WHAT THE TASK REQUIRES: Convert the listing below into a JSON list of strings, one string per line, with blank lines skipped and the pictures left out.

DATA SECTION:
START

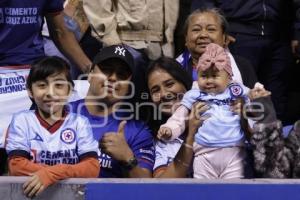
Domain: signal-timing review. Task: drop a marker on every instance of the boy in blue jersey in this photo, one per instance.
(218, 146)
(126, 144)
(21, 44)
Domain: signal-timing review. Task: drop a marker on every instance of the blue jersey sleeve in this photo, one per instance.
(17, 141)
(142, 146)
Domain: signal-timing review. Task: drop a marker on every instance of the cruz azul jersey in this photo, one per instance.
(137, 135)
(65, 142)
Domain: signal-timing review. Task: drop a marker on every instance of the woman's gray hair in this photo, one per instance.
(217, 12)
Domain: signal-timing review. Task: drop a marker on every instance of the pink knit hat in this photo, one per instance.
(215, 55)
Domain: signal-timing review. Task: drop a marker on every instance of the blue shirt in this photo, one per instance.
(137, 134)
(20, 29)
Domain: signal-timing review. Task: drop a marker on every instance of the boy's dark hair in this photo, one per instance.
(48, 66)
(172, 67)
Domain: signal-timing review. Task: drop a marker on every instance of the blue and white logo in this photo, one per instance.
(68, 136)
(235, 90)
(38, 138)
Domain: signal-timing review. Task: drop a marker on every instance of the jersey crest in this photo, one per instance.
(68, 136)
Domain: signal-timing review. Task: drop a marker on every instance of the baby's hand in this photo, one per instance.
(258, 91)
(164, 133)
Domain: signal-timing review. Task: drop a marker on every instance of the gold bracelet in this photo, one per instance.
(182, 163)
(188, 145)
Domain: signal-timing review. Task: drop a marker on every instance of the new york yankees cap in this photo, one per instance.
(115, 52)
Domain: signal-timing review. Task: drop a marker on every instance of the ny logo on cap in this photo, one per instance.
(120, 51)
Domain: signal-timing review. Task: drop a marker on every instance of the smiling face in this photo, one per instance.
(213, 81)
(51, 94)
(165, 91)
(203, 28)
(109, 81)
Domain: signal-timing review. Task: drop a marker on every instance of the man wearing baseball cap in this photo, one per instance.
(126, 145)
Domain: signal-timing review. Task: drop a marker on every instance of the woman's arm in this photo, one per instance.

END

CORRECT OUTPUT:
[
  "Domain: signal-timing review. Task: drop a marker on every instance of the boy in blue jersey in this photo, one per instance.",
  "(218, 146)",
  "(126, 144)",
  "(21, 44)",
  "Domain: signal-timing review. Task: drop a marker on every instance of the blue jersey sleeve in this photo, one per instance.",
  "(17, 141)",
  "(142, 146)",
  "Domain: signal-timing review. Task: drop a marker on every instance of the cruz azul jersey in this photo, one per instance.",
  "(137, 135)",
  "(65, 142)",
  "Domain: signal-timing review. Task: drop a marker on every instance of the woman's gray hair in this photo, one per instance.",
  "(217, 12)",
  "Domain: signal-timing review. Task: drop a marker on every instance of the pink knit hat in this photo, one per instance.",
  "(215, 55)",
  "Domain: signal-timing review. Task: drop a marker on every instance of the blue shirt in this photo, one per instance.",
  "(137, 134)",
  "(20, 29)",
  "Domain: signal-timing review. Task: drop a marker on every instance of the boy's dark hair in this photo, one per instance.",
  "(48, 66)",
  "(172, 67)",
  "Domain: signal-timing review. Task: drop a marker on every instance of the blue and white logo in this photo, one per instance.",
  "(68, 136)",
  "(235, 90)",
  "(38, 138)",
  "Domain: signal-timing review. Task: drop a marker on every instance of the jersey crest in this photo, one per instance.",
  "(68, 136)",
  "Domain: signal-timing review. Task: drop a marker on every instance of the baby's hand in this photo, one per instance.",
  "(258, 91)",
  "(164, 133)",
  "Domain: signal-timing review. Task: drop a marker on every instance of the gold bracelet in this photo, one per instance.",
  "(182, 163)",
  "(188, 145)",
  "Domain: signal-timing review. Task: drop a marker on every instance of the new york yankees cap in this photo, one per instance.",
  "(115, 52)",
  "Domain: signal-timing review. Task: drop a marker on every instance of the ny logo on cap in this photo, one per instance.",
  "(120, 51)",
  "Domain: signal-timing review. Task: drop a marker on every instance of the smiling face in this photo, one per instance.",
  "(213, 81)",
  "(51, 94)",
  "(165, 91)",
  "(203, 28)",
  "(109, 81)",
  "Domain: signal-timing review. Task: drop a marker on every instance of the man wearing baseball cap in this photo, one per instance.",
  "(126, 145)",
  "Domain: signal-timing review. Task: drop a marker on every instance of the woman's arm in this photo, one per instance."
]